(Excerpts of location labeling data)
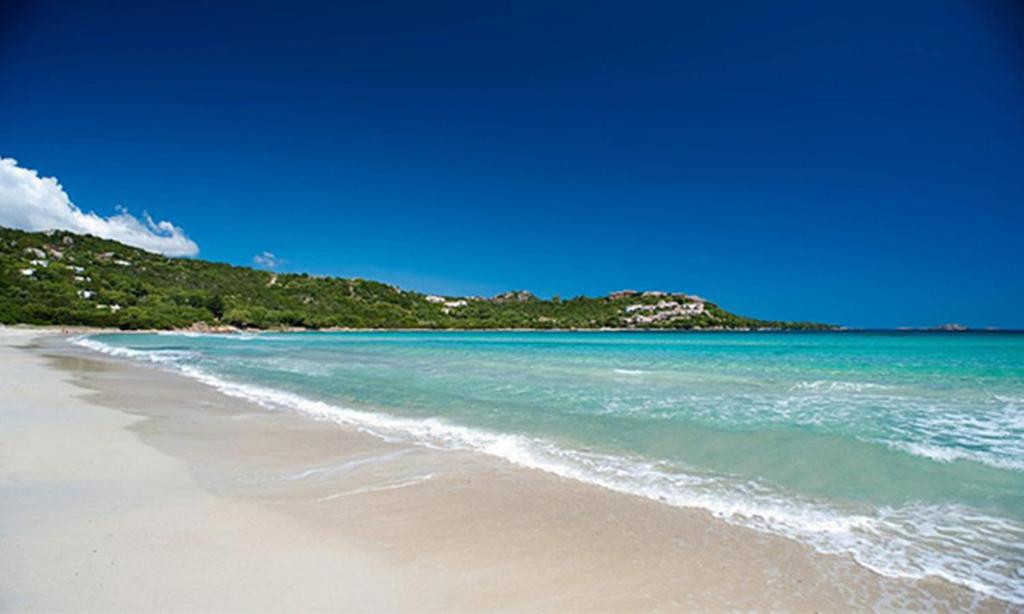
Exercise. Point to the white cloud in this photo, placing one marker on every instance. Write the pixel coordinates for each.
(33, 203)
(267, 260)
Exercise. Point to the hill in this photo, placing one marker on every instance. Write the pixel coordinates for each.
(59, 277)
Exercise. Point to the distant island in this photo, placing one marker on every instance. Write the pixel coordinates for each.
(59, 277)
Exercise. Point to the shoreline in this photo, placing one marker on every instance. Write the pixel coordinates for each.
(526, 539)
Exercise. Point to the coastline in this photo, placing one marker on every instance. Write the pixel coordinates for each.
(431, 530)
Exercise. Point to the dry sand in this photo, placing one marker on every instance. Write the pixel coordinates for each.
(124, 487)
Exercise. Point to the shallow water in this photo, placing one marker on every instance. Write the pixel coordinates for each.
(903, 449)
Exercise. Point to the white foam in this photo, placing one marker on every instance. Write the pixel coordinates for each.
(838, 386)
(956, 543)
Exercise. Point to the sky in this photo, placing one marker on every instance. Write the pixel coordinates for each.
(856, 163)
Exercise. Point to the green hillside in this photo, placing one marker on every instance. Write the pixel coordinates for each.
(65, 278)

REQUIREMENTS —
Transcribe, word for word, every line from the one containing "Exercise. Point to the hill" through the final line of the entries, and nothing else.

RESULT OF THE EXERCISE —
Exercise. Point to the hill in this photo, placing one marker on every instance. Write the pixel coordinates for each.
(59, 277)
Exercise. Point to the distant island in this photo, placing one marker on every instance. Write the pixel coordinates for each.
(59, 277)
Exercise. Point to the shoreline in this photo, placing one marker on every instance. Write the pixel coordinates for each.
(526, 539)
Exercise. Point to the coastline in this photo, placing one marker on every instance. Write the pixel coordinates for each.
(431, 530)
Exercise. Point to the dry sand in this photo, placing one marker on every instance. Write the pixel coordinates for each.
(124, 487)
Exercise. Point to the shallow water in this photo, placing one marker on every instance. Write the pixel coordinates for each.
(903, 449)
Exercise. Point to the white foam in this photo, placing one marker on every instance. Write the pixel coordinates for each.
(838, 386)
(956, 543)
Exercise. Point to the sky in this photo, placing one marker on every instance. Write the pixel coordinates for each.
(856, 163)
Exercise. Point to the green hillside in this photo, placing one marker on every instance. Write the pixel coordinates for each.
(65, 278)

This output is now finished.